Data supplied:
-- begin --
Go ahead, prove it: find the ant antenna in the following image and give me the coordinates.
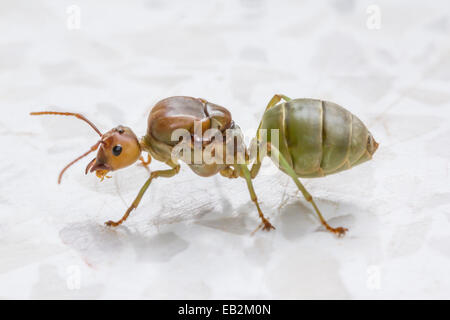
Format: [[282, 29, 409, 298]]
[[58, 140, 103, 184], [30, 111, 103, 184], [30, 111, 103, 137]]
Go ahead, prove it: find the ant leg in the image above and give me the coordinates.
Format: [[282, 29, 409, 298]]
[[250, 94, 291, 179], [220, 166, 239, 179], [238, 164, 275, 231], [139, 153, 152, 172], [105, 164, 180, 227], [269, 144, 348, 237]]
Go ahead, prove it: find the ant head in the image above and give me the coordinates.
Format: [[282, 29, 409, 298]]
[[86, 126, 141, 178], [31, 111, 141, 183]]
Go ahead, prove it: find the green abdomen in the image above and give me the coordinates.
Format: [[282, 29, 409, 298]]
[[261, 99, 377, 178]]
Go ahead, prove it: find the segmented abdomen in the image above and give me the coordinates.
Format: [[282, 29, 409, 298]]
[[261, 99, 378, 178]]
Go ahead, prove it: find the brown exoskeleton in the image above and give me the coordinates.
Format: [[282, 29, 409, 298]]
[[31, 95, 378, 235]]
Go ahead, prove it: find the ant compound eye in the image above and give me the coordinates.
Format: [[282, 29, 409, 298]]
[[113, 144, 122, 157]]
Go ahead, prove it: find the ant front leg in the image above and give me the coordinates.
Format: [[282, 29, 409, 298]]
[[139, 153, 152, 172], [105, 164, 180, 227]]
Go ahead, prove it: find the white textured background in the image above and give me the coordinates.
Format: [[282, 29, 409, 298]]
[[0, 0, 450, 299]]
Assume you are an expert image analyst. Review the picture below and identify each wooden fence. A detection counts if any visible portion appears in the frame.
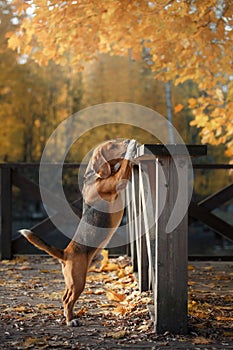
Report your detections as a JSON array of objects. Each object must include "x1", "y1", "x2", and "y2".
[
  {"x1": 127, "y1": 146, "x2": 233, "y2": 334},
  {"x1": 0, "y1": 145, "x2": 233, "y2": 333}
]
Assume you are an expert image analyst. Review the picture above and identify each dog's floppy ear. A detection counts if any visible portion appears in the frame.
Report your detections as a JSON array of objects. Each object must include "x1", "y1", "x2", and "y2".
[{"x1": 92, "y1": 148, "x2": 111, "y2": 179}]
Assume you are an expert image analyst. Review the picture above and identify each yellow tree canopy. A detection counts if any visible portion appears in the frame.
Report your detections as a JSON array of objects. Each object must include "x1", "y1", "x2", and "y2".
[{"x1": 8, "y1": 0, "x2": 233, "y2": 156}]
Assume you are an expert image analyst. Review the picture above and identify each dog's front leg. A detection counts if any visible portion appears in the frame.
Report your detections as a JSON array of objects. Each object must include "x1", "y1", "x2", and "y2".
[{"x1": 62, "y1": 254, "x2": 88, "y2": 327}]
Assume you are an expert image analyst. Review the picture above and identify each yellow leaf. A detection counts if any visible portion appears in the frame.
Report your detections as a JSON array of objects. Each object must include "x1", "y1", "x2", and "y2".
[
  {"x1": 112, "y1": 305, "x2": 127, "y2": 316},
  {"x1": 102, "y1": 262, "x2": 119, "y2": 272},
  {"x1": 192, "y1": 337, "x2": 212, "y2": 344},
  {"x1": 106, "y1": 330, "x2": 126, "y2": 339},
  {"x1": 175, "y1": 103, "x2": 184, "y2": 113},
  {"x1": 76, "y1": 307, "x2": 87, "y2": 316},
  {"x1": 106, "y1": 290, "x2": 125, "y2": 301}
]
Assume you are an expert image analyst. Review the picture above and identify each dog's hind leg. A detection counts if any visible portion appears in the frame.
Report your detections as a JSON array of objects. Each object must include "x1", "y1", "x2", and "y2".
[{"x1": 62, "y1": 255, "x2": 87, "y2": 327}]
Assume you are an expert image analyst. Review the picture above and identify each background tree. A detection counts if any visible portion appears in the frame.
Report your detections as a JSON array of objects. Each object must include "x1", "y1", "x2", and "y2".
[{"x1": 8, "y1": 0, "x2": 233, "y2": 156}]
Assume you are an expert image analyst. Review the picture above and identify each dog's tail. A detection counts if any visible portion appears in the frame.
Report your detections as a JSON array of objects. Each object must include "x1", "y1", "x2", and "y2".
[{"x1": 19, "y1": 229, "x2": 64, "y2": 260}]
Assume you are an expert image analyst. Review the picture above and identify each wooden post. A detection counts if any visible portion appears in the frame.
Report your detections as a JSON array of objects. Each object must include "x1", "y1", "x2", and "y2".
[
  {"x1": 154, "y1": 156, "x2": 188, "y2": 334},
  {"x1": 0, "y1": 166, "x2": 12, "y2": 260},
  {"x1": 133, "y1": 145, "x2": 206, "y2": 334}
]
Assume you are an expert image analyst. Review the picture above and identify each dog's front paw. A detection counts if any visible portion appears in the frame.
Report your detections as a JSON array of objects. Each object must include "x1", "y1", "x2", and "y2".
[
  {"x1": 124, "y1": 140, "x2": 137, "y2": 161},
  {"x1": 67, "y1": 318, "x2": 79, "y2": 327}
]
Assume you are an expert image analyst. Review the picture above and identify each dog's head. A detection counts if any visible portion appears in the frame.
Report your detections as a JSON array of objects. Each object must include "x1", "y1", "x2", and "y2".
[{"x1": 90, "y1": 140, "x2": 129, "y2": 179}]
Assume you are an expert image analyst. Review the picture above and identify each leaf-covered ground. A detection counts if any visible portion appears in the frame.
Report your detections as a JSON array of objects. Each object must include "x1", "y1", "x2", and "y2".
[{"x1": 0, "y1": 255, "x2": 233, "y2": 350}]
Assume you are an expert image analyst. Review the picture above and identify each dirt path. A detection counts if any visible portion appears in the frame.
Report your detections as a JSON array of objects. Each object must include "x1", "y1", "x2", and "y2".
[{"x1": 0, "y1": 256, "x2": 233, "y2": 350}]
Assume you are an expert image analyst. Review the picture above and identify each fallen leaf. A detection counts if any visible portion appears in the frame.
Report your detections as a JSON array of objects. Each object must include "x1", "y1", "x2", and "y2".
[
  {"x1": 192, "y1": 337, "x2": 212, "y2": 345},
  {"x1": 106, "y1": 290, "x2": 125, "y2": 301},
  {"x1": 106, "y1": 330, "x2": 127, "y2": 339}
]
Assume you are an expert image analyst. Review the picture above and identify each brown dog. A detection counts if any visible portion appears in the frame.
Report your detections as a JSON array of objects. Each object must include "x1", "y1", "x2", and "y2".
[{"x1": 20, "y1": 140, "x2": 136, "y2": 326}]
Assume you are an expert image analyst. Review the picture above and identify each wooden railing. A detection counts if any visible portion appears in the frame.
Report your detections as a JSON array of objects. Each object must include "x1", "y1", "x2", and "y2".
[
  {"x1": 0, "y1": 152, "x2": 233, "y2": 333},
  {"x1": 0, "y1": 163, "x2": 233, "y2": 260},
  {"x1": 127, "y1": 145, "x2": 233, "y2": 334}
]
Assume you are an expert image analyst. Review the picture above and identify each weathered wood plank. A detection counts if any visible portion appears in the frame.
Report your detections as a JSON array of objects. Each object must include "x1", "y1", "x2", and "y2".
[
  {"x1": 189, "y1": 203, "x2": 233, "y2": 241},
  {"x1": 198, "y1": 183, "x2": 233, "y2": 211},
  {"x1": 0, "y1": 168, "x2": 12, "y2": 259},
  {"x1": 154, "y1": 156, "x2": 188, "y2": 334}
]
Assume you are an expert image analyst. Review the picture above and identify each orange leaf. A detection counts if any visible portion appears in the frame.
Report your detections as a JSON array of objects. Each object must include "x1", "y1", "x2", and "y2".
[
  {"x1": 192, "y1": 337, "x2": 212, "y2": 344},
  {"x1": 175, "y1": 103, "x2": 184, "y2": 113},
  {"x1": 106, "y1": 290, "x2": 125, "y2": 301}
]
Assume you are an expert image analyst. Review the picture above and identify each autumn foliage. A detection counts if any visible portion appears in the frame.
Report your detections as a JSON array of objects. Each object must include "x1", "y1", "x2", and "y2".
[{"x1": 3, "y1": 0, "x2": 233, "y2": 156}]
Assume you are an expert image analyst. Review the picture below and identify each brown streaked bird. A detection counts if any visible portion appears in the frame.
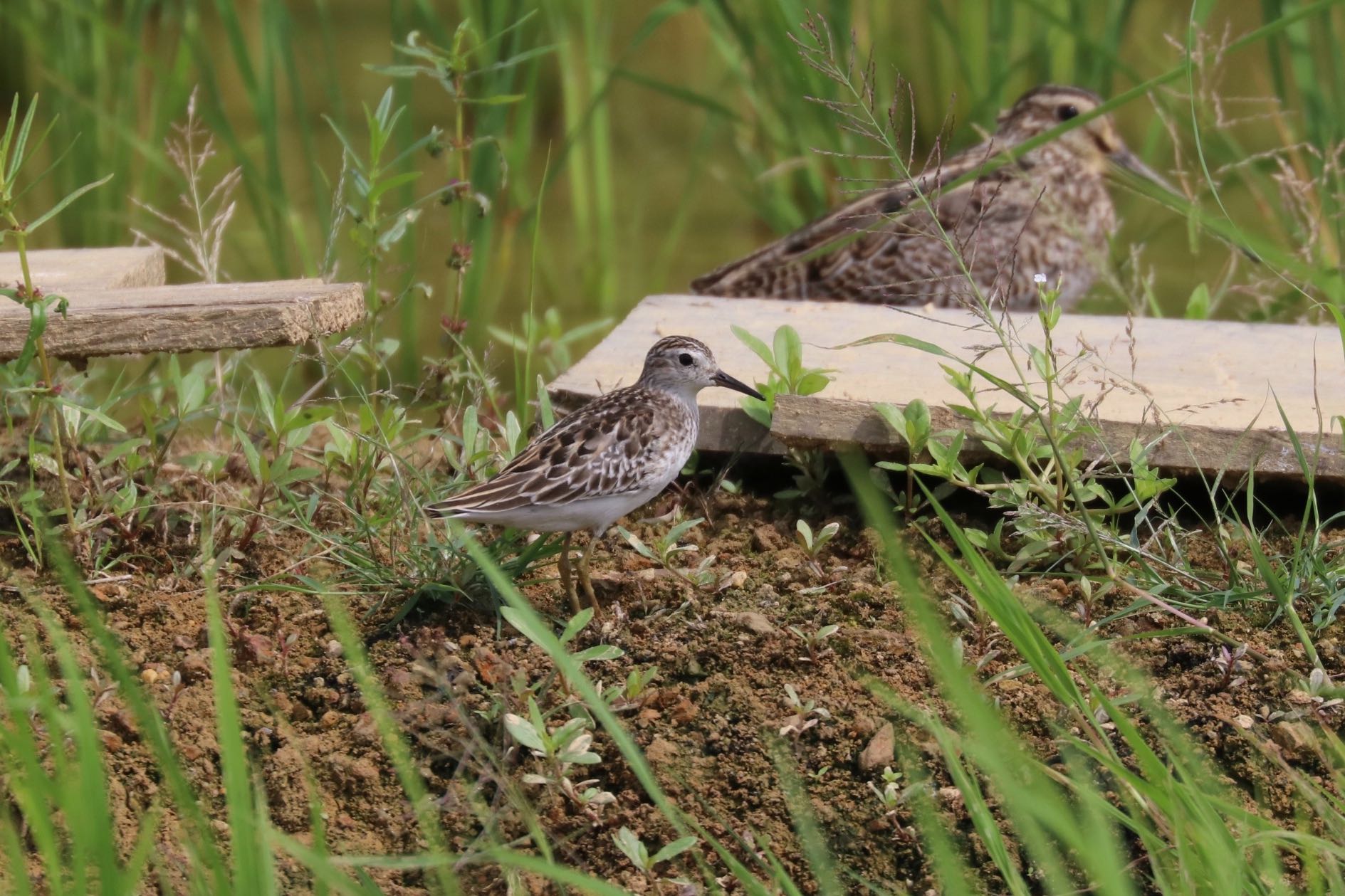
-- end --
Your objective: Extract every line of the items above that contains the word "brown".

Answer:
Go ahead, prove it: find the brown exoskeleton in the image above and give me the coordinates.
Assume you are an expert image analyst. Review the picture above and identify each brown dog. A detection counts if any visible portion appears in the frame.
Assume you are an expert image analyst. Review the picture below and identify each brown streaked bird. A detection counts if any visible portion appears in the frame.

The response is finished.